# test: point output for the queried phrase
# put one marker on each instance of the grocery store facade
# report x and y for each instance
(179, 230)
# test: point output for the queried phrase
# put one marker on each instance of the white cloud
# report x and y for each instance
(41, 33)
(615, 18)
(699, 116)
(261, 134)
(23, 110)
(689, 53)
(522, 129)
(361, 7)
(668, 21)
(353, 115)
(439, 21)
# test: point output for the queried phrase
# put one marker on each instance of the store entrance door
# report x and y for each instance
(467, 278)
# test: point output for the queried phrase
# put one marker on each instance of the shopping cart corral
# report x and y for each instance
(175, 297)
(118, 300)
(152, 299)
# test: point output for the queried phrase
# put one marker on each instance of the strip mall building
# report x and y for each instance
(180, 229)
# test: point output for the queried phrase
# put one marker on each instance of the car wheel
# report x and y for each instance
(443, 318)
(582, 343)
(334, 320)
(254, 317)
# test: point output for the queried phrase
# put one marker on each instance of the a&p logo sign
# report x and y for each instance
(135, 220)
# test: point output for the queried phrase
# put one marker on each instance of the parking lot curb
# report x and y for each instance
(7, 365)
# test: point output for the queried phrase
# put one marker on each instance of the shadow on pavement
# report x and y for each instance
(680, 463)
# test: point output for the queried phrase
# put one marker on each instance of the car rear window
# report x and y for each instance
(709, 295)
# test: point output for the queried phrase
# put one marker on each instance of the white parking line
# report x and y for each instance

:::::

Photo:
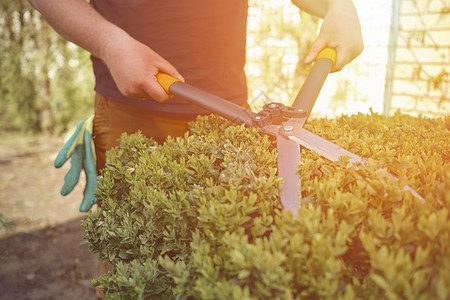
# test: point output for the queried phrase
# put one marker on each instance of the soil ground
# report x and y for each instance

:::::

▶ _Request_: Find each line in the material above that contains the word "store" and copy those lines.

▶ _Result below_:
# put one marker on each instance of the grocery store facade
# put one marker on each instance of the store entrance door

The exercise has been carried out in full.